What you are asked to do: Report every line of the entries that contains the word "bracelet".
◇ ◇ ◇ ◇ ◇ ◇ ◇
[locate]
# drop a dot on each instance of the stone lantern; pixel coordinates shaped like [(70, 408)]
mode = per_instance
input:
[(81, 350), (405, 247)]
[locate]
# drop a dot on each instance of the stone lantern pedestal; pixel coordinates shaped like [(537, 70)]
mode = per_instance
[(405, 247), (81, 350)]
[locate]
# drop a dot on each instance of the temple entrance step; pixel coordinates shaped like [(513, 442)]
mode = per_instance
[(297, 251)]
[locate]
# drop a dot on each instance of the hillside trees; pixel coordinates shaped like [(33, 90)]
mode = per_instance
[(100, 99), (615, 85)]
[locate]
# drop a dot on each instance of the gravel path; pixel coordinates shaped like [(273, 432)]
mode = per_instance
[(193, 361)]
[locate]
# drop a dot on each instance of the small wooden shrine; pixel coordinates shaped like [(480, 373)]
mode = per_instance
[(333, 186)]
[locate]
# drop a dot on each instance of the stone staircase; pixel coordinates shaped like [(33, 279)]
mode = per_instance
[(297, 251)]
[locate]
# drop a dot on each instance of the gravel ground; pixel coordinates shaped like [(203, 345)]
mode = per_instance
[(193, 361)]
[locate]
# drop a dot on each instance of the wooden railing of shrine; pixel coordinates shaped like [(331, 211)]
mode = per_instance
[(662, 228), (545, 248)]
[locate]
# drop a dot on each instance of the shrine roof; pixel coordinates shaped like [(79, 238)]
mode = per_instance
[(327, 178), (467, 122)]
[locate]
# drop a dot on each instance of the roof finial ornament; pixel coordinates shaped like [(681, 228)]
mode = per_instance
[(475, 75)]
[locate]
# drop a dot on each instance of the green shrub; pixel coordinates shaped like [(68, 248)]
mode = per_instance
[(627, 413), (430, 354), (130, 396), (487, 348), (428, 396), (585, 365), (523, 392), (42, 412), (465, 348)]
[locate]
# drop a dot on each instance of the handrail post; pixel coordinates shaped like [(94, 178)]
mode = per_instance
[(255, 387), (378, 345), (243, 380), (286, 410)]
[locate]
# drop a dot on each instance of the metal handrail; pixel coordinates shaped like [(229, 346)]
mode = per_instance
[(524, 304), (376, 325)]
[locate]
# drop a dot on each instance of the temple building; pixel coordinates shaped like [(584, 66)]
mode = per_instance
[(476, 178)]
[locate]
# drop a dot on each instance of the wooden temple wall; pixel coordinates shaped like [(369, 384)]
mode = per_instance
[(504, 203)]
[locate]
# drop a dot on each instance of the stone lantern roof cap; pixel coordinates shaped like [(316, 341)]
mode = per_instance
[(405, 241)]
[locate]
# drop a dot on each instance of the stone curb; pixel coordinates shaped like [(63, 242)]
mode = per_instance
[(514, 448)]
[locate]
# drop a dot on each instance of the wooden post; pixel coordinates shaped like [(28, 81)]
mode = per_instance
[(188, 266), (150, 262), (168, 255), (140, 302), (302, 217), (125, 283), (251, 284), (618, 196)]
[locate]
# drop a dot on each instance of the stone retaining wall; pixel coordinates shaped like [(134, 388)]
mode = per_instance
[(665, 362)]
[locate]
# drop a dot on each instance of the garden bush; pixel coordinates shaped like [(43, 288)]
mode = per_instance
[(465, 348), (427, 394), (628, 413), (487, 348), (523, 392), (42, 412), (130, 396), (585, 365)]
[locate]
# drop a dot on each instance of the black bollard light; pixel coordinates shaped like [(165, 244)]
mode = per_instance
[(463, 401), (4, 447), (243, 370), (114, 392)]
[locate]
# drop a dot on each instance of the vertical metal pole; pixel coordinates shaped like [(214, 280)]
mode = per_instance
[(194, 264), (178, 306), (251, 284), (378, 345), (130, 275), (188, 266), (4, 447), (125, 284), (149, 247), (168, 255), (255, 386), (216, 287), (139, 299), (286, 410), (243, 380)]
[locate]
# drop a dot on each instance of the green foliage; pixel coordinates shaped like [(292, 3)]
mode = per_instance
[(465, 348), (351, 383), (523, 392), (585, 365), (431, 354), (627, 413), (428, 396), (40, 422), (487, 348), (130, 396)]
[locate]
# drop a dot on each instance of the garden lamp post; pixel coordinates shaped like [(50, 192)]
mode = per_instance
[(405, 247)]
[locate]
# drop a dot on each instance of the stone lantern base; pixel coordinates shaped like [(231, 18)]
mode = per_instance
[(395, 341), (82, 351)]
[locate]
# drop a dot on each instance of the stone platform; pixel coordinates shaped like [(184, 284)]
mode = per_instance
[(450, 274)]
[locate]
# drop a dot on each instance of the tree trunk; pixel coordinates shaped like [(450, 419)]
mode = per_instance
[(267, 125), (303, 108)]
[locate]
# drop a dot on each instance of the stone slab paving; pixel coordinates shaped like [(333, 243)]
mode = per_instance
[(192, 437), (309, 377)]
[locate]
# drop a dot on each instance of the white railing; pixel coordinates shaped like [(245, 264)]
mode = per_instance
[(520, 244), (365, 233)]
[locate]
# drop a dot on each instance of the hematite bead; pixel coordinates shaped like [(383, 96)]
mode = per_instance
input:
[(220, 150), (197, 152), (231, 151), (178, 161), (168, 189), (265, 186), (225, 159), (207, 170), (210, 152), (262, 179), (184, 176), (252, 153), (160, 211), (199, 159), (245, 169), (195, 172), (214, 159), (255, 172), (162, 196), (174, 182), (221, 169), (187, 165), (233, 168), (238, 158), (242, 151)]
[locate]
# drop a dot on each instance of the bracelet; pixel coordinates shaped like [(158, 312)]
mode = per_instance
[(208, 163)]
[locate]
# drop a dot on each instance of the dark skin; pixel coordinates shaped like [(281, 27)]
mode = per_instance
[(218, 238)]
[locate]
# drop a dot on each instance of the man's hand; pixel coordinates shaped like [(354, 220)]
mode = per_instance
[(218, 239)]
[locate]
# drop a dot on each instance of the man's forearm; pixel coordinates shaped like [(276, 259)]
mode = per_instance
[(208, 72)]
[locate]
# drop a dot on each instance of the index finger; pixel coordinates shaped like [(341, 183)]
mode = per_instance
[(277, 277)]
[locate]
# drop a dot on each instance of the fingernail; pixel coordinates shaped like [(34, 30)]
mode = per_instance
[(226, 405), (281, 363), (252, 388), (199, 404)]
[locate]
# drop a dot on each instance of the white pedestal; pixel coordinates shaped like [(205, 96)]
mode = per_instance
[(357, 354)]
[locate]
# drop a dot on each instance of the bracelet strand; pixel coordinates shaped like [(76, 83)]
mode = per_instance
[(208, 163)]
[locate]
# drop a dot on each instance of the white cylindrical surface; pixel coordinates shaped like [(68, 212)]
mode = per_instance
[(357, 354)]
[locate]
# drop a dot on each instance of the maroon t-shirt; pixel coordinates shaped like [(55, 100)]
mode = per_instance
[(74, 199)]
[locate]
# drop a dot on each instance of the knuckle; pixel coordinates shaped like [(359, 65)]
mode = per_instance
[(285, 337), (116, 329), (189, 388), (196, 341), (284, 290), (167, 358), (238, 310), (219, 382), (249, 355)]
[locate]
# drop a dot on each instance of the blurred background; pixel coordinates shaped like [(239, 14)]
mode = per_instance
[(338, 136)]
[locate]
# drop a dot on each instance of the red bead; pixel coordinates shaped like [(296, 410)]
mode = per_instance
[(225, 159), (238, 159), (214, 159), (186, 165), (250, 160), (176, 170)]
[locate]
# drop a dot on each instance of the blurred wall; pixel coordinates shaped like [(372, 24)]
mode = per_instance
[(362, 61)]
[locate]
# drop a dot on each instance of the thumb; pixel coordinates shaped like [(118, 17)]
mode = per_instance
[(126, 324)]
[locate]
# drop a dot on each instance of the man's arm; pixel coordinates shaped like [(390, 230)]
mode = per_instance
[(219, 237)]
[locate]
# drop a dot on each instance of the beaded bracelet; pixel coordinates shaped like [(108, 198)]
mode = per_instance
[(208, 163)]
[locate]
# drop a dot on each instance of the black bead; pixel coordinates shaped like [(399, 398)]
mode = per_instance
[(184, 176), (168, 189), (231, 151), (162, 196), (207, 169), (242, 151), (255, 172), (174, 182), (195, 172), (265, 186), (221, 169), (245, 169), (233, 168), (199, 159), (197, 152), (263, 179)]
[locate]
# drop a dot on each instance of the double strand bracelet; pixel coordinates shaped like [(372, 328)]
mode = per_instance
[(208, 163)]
◇ ◇ ◇ ◇ ◇ ◇ ◇
Result of the task:
# drop a dot on each instance of the bracelet; pixel coordinates shaped like [(158, 312)]
# drop a dot on each instance of the bracelet strand; pixel coordinates shaped like [(76, 83)]
# drop a dot on each instance of the beaded bracelet; pixel coordinates shaped like [(108, 198)]
# drop a dot on each instance of the double strand bracelet; pixel coordinates shaped like [(372, 328)]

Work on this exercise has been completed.